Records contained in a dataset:
============================================================

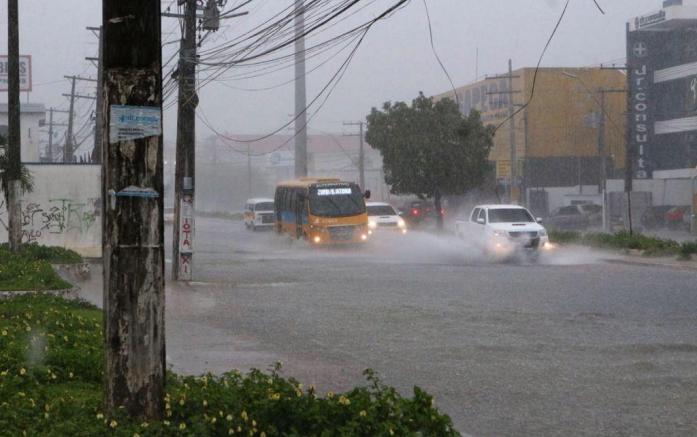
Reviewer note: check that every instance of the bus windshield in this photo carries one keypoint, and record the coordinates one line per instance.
(336, 200)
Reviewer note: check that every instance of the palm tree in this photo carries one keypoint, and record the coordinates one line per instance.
(26, 180)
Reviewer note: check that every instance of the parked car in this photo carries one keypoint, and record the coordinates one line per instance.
(502, 231)
(383, 217)
(570, 217)
(674, 217)
(259, 214)
(655, 217)
(418, 211)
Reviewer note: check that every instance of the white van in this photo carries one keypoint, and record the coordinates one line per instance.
(258, 214)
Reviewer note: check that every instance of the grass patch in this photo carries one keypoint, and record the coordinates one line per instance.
(51, 360)
(51, 254)
(649, 246)
(26, 272)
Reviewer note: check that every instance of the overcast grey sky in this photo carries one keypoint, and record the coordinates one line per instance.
(394, 63)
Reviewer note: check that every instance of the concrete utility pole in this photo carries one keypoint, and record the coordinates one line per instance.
(132, 205)
(514, 193)
(300, 92)
(513, 188)
(99, 107)
(68, 148)
(361, 153)
(14, 138)
(51, 125)
(184, 180)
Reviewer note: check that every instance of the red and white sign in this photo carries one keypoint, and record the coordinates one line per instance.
(24, 73)
(186, 236)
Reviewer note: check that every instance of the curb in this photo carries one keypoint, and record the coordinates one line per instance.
(648, 263)
(68, 293)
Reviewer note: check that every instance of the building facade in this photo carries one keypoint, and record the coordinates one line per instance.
(557, 134)
(662, 66)
(32, 118)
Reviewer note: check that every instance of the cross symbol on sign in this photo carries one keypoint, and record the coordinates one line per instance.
(640, 50)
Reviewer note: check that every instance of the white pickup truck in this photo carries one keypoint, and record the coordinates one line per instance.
(502, 231)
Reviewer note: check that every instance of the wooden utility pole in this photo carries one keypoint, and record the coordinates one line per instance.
(300, 92)
(361, 152)
(184, 173)
(132, 183)
(14, 142)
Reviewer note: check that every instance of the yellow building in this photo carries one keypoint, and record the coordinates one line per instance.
(556, 135)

============================================================

What the task asks:
A faithful copy of every record is required, with no pictures included.

Exercise result:
Reviewer note: check that every instance of the bus windshield in this photo carries one keypoint, and record the coordinates one line per instance.
(336, 200)
Reviewer note: check that every instance of the palm tree in this photo carries one keypoint, and record the coordinates one line per instance.
(26, 180)
Reviewer note: check that every instance of the parked car in this photo carries one keypoint, and record the coordinates one line per instance.
(502, 231)
(383, 217)
(570, 217)
(674, 217)
(259, 214)
(655, 217)
(418, 211)
Reviewer note: check that every instance of the white van in this photo carries one keypoint, and record the coordinates one line per instance.
(258, 214)
Reviewer note: check that every instance of the grass patch in this photo carries one keypoint, and record the coordinates one line per instance.
(51, 360)
(51, 254)
(649, 246)
(26, 272)
Reviewer note: check that every instance of the overcast grey sky in this photo carries one keypoint, and record the coordinates one line per instance.
(394, 63)
Reviewer note: check that every instance of the concrete utility pole in this photo carries one keypoint, and record the coordinates one line per instance.
(132, 205)
(514, 193)
(300, 92)
(513, 188)
(99, 107)
(68, 148)
(361, 153)
(14, 138)
(51, 125)
(184, 180)
Reviewer note: check that every instance of the red and white sign in this photo carries one keypoint, and record the coordinates one line per instance.
(24, 73)
(186, 236)
Reviewer note: check that every instance of the curb in this photo carries one keypoint, and record the coordinates one line per instance.
(648, 263)
(68, 293)
Reviewer note: check that every instance of the building facade in this photo carries one keypoint, and record the coordinates one line per instance.
(557, 134)
(662, 66)
(32, 118)
Reviewer note: check that every instance of the cross symbol on sign in this photo carries one keypoint, and record the coordinates one line per instance.
(640, 50)
Reviewer note: check that every instance of the white pickup truck in this photo carries one keypoint, and record the coordinates one line per instance.
(502, 231)
Reviewer note: check that every instance of the wooden utility pole in this photo carries one keypoint, and record the coordinates one line per instance.
(300, 92)
(361, 152)
(184, 173)
(132, 183)
(14, 142)
Reviewer note: check that every instance of the yellow building in this photo carries one keypoint, and record the coordinates one line per instance.
(556, 135)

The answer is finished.